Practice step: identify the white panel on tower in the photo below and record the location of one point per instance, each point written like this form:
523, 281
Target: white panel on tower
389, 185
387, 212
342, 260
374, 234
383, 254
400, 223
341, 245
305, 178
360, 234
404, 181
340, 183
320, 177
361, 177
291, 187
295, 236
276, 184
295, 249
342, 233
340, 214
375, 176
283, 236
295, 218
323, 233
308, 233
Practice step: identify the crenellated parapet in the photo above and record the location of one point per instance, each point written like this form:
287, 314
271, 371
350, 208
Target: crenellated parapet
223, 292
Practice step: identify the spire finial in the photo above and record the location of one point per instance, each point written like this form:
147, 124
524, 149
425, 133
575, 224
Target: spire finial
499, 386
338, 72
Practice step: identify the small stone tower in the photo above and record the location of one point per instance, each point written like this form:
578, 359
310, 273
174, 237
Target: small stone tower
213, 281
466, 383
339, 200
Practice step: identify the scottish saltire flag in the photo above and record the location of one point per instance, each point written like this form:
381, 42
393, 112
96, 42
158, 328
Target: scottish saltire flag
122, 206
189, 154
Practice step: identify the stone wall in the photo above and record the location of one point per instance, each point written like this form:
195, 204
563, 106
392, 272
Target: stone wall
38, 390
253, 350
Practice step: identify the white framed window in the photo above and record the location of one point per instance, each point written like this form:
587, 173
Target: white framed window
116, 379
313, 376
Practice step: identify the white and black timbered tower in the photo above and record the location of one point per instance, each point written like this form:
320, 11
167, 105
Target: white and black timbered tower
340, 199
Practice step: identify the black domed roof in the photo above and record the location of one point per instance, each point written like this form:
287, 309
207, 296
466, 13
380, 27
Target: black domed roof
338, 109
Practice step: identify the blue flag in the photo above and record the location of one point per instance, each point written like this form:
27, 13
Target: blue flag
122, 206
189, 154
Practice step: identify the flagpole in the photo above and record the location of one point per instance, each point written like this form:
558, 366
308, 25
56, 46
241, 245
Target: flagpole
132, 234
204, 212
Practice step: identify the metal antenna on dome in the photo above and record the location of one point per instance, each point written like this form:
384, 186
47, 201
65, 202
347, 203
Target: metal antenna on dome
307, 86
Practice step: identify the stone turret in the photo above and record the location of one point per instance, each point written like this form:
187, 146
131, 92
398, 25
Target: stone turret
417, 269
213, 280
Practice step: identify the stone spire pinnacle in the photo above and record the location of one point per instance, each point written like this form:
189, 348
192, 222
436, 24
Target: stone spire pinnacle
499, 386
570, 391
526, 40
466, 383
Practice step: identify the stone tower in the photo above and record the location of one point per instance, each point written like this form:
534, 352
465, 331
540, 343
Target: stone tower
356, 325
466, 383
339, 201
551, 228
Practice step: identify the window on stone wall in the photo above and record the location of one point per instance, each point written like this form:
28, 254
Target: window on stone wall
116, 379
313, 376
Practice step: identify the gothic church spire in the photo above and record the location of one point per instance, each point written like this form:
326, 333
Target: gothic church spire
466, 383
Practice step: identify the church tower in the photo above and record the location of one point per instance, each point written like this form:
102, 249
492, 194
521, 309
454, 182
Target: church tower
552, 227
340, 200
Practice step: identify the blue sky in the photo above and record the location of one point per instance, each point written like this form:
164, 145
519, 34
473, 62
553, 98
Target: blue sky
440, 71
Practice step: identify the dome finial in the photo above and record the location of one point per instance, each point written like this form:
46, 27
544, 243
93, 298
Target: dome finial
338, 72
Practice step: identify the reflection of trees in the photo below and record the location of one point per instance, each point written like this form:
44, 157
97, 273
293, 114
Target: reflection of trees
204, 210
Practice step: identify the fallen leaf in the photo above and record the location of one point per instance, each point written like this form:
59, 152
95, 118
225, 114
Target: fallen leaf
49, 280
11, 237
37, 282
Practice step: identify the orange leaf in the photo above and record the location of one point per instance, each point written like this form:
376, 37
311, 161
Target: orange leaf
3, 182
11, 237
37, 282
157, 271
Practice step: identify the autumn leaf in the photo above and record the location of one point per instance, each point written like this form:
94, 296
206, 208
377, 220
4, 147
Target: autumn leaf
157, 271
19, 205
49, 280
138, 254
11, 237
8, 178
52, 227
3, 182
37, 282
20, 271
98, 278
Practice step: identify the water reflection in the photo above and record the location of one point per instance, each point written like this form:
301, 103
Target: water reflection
* * *
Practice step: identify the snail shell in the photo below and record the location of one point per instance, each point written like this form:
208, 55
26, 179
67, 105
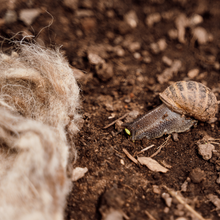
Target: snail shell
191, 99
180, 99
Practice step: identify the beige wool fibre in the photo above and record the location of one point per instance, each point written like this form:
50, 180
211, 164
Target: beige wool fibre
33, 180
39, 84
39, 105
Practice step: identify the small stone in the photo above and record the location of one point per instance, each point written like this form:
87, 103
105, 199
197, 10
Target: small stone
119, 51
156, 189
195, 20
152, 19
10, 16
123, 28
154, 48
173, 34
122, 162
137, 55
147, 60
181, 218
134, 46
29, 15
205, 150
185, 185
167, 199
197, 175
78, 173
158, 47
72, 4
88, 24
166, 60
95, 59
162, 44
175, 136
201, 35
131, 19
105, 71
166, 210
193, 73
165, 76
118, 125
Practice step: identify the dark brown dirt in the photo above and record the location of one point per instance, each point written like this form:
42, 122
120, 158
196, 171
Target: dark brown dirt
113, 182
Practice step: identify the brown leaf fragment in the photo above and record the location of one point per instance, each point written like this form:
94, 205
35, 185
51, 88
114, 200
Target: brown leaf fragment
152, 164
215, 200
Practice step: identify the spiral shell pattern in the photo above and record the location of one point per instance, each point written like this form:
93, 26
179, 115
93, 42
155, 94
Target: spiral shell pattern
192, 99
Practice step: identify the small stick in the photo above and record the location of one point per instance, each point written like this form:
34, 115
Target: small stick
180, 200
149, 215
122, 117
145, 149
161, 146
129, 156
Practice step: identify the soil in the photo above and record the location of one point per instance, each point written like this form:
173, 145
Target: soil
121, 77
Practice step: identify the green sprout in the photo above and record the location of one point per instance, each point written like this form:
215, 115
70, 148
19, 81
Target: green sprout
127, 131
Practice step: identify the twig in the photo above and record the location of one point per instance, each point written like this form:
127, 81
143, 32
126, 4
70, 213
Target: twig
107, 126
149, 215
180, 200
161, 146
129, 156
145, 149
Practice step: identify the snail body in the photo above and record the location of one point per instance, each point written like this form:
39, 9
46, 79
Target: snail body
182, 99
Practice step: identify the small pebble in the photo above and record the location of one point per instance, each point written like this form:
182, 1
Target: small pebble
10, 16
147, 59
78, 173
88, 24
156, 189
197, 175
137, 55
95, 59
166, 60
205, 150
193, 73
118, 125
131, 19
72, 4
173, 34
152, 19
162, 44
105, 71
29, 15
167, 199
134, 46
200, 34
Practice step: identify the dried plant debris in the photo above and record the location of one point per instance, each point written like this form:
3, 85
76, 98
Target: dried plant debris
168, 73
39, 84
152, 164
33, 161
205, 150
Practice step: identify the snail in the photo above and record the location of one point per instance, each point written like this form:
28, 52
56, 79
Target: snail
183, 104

**INSTRUCTIONS FOR THE TASK**
Wherever the string "water" occurs in the records, copy the line it is in.

**ANSWER BOX**
Practice step: identify the water reflection in the photo above and record the location of one point per instance, each point written like this form:
Target: water reflection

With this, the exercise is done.